Ideally, all business related data should be encrypted, including data stored on usb keys, portable hard drives, laptops, and PCs.
3 - Use wired networking wherever possible
Wi-Fi, while a useful technology, can be infiltrated by skilled hackers and crackers. By using special software designed to break Wi-Fi security keys, they can uncover the codes needed to access the wireless network, leaving it open and vulnerable.
Wired networks, while cumbersome and fiddly to install, are more secure than wireless networks, as any hackers or crackers will need to physically connect their computing devices to the network in order to infiltrate it.
Ideally, wired networks should be used in place of wireless networks whenever possible. However, if wireless networks are required, they should be updated to use the newest WPA2 security encryption protocol. While the older WEP security encryption protocol issued security keys that could be decoded within a matter of minutes, the new WPA2 keys can take up to a decade to decode.
4 - Educate all employees about the importance of network security
Even the best network security can be compromised through user negligence. As such, all users on a network should be educated and informed of the steps required of them to ensure network security remains uncompromised.
This education usually centres on email, as it is the most common form of infiltration used by hackers and crackers. All employees should be advised not to open email attachments, especially from senders not already in their address books.
Ideally, an internet usage policy should be implemented too. This policy should detail what employees can and cannot do on a network. Under ideal circumstances, the policy should bar users from visiting non work related websites as these websites are the most likely to contain dangerous viruses and malware.
5 - Install a firewall
Firewalls are special pieces of software designed to keep hackers and crackers out of a system. They work by monitoring all incoming and outgoing connections on a network looking for unauthorised connections. If an unauthorised connection is discovered, the firewall blocks it, keeping the network safe.
Firewalls come in two varieties: software and hardware. Software firewalls are usually installed on individual internet connected devices, while hardware firewalls connect directly to the routers powering a network.
Ideally, your network should be fitted with a firewall designed to block any unauthorised connection attempts to computers connected to your network.
Every year, hundreds of thousands of businesses around the world are affected by cyber crime, causing untold damages and losses in revenue. Make sure to implement the 5 tips listed in this article to protect your business from attacks from hackers and crackers looking to do you harm.

====================

* _What to produce_: Summarize the network security tips in two sentences.

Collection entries
====================

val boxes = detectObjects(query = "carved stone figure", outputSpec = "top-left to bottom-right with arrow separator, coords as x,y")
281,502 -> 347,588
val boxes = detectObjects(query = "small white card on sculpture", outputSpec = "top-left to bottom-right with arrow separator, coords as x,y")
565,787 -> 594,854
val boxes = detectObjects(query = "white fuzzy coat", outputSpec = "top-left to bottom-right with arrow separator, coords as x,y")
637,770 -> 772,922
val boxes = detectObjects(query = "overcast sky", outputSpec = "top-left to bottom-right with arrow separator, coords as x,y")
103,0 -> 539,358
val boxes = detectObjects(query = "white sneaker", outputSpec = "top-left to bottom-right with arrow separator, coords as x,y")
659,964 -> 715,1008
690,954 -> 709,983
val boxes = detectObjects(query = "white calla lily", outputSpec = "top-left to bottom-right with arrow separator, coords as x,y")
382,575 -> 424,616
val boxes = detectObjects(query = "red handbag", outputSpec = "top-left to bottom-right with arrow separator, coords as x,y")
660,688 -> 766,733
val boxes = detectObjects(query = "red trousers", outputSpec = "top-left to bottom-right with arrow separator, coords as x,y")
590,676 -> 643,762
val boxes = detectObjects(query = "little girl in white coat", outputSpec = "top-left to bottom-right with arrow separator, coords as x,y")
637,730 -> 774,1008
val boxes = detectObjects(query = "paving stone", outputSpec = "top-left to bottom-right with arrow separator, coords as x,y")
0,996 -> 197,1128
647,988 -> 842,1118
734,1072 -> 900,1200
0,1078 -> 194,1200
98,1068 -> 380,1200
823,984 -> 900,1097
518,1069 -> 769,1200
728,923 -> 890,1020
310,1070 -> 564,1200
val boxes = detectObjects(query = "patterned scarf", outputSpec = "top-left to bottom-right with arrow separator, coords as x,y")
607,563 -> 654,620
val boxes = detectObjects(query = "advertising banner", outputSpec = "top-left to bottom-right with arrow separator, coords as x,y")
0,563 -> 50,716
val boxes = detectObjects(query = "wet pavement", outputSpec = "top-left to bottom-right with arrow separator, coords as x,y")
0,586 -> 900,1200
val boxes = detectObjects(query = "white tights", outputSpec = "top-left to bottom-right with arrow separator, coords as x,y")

====================

* _Worked solution_: Business data should ideally be encrypted, and wired networks should be used where possible because skilled hackers can crack Wi-Fi security keys, though any wireless network that is required should be updated to the WPA2 protocol. Employees should also be educated about network security, especially about email attachments, an internet usage policy should be put in place, and a firewall should be installed to block unauthorized connections.